EXERCISE OBJECTIVE: Beginning with the line where "Target: black trousers" appears, retype every remaining line of the data below, both the first and last included.

Records from a data collection:
━━━

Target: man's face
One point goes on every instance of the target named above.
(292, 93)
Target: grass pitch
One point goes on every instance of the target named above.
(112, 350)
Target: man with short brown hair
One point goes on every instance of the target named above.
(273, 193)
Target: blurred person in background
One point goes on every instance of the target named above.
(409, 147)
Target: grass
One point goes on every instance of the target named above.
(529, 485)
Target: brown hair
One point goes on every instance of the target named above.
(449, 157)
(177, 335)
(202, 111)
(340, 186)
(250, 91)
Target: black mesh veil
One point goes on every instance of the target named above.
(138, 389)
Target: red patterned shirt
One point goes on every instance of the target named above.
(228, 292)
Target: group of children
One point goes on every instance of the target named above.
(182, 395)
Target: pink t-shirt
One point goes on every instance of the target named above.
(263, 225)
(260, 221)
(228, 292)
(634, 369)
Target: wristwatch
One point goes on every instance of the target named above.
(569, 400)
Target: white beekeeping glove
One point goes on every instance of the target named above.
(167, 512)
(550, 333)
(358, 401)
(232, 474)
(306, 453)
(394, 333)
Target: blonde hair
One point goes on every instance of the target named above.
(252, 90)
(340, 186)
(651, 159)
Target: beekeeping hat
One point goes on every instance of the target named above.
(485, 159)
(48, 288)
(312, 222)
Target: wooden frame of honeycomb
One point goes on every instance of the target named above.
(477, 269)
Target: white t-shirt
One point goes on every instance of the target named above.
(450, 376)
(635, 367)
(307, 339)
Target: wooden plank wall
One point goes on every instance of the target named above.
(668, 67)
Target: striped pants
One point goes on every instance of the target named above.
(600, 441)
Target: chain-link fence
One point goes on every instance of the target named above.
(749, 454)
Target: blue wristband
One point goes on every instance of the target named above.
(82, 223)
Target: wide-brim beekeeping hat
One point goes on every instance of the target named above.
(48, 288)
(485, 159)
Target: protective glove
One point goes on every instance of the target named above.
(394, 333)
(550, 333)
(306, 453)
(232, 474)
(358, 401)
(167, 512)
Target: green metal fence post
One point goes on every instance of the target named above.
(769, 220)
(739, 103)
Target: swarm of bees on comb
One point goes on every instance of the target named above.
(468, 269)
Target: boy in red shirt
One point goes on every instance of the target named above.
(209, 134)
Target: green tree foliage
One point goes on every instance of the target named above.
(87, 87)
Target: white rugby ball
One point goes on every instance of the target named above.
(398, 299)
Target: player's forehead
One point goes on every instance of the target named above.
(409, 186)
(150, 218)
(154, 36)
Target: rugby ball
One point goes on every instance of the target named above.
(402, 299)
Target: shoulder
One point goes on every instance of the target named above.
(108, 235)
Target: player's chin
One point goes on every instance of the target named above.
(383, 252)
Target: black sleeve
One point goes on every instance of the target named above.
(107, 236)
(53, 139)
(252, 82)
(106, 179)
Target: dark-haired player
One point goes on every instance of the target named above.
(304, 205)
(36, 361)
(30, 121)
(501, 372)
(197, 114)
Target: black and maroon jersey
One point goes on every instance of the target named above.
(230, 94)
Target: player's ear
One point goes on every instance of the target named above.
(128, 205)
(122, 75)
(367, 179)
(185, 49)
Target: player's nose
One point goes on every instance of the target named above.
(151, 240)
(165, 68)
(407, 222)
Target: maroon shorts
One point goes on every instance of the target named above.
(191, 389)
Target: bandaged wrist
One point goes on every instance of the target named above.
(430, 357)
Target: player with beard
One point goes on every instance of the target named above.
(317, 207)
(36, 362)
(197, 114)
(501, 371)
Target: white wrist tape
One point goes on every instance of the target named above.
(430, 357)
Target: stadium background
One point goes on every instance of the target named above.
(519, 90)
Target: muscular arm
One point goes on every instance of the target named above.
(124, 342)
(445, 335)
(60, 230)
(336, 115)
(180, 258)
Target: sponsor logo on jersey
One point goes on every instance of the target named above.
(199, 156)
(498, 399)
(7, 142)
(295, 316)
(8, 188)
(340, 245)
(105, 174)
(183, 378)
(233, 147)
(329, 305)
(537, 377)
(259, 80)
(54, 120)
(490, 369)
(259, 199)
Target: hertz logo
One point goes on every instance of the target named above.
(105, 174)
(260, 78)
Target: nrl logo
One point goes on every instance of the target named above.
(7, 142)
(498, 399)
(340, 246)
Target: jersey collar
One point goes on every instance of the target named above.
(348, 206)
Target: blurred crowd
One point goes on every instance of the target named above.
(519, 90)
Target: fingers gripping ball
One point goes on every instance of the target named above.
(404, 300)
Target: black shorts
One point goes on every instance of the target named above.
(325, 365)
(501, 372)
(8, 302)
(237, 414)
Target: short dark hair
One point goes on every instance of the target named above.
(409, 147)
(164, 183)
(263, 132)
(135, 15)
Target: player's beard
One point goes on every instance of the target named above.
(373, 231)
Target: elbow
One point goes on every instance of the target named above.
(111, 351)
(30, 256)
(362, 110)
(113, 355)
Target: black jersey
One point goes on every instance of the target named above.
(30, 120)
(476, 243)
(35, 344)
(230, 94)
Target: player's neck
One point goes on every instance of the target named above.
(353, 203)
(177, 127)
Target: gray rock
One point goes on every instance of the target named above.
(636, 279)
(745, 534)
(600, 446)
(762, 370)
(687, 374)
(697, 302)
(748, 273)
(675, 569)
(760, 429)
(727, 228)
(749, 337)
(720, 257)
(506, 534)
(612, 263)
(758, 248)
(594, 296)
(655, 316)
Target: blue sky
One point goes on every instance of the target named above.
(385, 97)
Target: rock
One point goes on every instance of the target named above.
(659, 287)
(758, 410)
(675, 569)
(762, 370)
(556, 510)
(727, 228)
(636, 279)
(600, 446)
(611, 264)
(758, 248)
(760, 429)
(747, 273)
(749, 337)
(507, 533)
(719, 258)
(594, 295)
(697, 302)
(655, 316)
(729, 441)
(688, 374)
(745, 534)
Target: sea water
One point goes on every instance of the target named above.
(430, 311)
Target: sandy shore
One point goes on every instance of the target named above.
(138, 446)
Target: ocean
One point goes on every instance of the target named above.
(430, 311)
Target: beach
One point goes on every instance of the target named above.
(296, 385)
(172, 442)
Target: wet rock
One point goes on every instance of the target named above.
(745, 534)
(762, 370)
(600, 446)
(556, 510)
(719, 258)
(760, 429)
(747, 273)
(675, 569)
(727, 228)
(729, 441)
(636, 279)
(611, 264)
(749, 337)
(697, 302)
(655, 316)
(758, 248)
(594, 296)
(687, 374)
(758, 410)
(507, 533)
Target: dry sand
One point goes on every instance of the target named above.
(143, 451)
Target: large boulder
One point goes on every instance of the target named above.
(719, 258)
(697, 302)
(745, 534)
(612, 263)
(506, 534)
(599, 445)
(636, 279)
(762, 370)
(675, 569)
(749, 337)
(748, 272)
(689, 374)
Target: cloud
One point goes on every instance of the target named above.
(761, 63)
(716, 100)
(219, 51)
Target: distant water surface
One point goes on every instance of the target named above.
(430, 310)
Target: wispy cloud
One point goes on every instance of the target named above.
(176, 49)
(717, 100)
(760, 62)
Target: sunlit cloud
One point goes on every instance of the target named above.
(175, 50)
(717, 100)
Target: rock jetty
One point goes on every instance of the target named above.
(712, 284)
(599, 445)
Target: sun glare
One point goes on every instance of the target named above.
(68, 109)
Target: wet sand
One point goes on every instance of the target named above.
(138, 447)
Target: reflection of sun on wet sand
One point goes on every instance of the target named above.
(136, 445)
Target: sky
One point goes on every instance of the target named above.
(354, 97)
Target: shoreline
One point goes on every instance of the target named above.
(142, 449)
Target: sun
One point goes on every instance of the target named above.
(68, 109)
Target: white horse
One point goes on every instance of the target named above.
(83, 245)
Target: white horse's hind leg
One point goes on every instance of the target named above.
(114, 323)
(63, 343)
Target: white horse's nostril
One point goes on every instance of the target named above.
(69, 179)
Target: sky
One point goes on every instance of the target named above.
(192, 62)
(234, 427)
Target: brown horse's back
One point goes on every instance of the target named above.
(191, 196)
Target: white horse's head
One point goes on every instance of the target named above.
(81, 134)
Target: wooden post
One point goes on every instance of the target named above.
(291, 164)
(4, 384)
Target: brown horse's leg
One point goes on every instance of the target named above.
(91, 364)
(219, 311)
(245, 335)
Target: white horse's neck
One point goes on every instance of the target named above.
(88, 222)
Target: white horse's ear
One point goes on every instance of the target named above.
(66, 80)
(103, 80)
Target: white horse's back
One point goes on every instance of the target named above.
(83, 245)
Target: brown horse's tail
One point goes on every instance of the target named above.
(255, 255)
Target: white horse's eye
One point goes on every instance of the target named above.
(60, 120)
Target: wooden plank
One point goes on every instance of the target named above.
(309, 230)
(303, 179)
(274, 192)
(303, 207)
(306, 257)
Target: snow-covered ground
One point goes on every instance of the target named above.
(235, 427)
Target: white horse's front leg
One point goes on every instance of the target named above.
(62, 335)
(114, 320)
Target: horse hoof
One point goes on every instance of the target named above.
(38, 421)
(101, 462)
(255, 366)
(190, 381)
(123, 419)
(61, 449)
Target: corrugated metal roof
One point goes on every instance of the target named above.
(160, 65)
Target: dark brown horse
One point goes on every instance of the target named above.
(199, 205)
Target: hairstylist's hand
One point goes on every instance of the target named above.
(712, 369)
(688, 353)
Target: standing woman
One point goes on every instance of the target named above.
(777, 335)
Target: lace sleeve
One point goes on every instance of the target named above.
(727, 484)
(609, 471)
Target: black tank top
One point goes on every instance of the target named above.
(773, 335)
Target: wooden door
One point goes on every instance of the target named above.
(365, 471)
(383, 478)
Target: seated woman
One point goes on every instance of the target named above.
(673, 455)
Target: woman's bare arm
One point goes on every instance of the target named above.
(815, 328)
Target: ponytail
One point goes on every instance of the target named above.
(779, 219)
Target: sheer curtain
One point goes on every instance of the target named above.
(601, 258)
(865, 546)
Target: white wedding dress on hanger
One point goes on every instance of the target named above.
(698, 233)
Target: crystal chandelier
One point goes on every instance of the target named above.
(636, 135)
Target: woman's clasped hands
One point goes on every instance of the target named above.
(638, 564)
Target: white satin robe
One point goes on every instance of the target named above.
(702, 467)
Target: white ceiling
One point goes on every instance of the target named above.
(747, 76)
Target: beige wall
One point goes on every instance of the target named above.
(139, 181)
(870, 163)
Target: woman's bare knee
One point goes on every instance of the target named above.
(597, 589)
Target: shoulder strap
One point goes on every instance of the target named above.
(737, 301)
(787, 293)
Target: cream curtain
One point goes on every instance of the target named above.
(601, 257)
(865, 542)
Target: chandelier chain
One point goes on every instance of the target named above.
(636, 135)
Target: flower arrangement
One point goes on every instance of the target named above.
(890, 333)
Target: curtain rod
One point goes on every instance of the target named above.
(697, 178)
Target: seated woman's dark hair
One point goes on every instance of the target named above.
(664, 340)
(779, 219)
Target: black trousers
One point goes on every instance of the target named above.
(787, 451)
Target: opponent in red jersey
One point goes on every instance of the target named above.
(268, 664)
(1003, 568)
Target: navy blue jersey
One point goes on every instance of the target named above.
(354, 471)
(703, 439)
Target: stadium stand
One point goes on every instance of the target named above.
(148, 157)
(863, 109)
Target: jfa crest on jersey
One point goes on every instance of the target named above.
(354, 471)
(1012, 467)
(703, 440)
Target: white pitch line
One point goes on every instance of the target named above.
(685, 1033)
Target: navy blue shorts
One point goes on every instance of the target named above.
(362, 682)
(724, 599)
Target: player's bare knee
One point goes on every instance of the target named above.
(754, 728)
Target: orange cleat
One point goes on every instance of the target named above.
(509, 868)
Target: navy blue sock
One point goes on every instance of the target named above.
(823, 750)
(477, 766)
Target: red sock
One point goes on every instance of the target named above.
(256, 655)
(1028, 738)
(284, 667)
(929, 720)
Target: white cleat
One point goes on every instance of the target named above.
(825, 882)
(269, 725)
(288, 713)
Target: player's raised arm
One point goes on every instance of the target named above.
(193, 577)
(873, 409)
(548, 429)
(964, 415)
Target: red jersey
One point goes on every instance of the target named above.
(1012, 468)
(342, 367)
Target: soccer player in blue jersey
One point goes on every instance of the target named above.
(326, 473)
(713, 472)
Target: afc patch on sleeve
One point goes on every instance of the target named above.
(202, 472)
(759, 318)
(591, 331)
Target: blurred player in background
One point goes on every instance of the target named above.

━━━

WRITTEN RESPONSE:
Target: black trousers
One point goes on every instance of the target named above.
(787, 451)
Target: opponent in red jersey
One point goes on every instance of the target named above.
(268, 664)
(1003, 568)
Target: navy blue jersey
One point goes on every instance of the target named above.
(354, 471)
(703, 439)
Target: stadium stand
One point goes on every instance of the target named above.
(148, 157)
(863, 109)
Target: jfa crest on jersey
One point goes on every instance of the target named above.
(354, 471)
(1012, 467)
(703, 440)
Target: white pitch line
One point goes on every instance of the target named above.
(685, 1033)
Target: navy blue shorts
One point goes on every instance of the target named above.
(362, 682)
(724, 599)
Target: player's bare knee
One point goes on every instance of the target named above.
(754, 728)
Target: orange cleat
One point goes on every instance of the target named above.
(509, 868)
Target: navy blue sock
One point goes on every instance of the target named above.
(823, 750)
(477, 766)
Target: red sock
One point goes on every instance of the target named above.
(256, 655)
(1028, 738)
(284, 667)
(929, 720)
Target: white cleat
One point goes on every instance of the target named above.
(825, 882)
(269, 725)
(288, 713)
Target: player's raised arm
One point goes on every instance of the target named above.
(193, 577)
(873, 409)
(548, 429)
(964, 415)
Target: red jersey
One point goes on every instance of the target named above.
(1012, 468)
(342, 367)
Target: soccer player in blue jersey
One point goes on every instance of the target named above.
(326, 473)
(713, 472)
Target: afc patch on sleeve
One point goes on every instance of the target named above.
(202, 472)
(759, 318)
(591, 331)
Target: blurred player in background
One point goes on every instance of the target named above.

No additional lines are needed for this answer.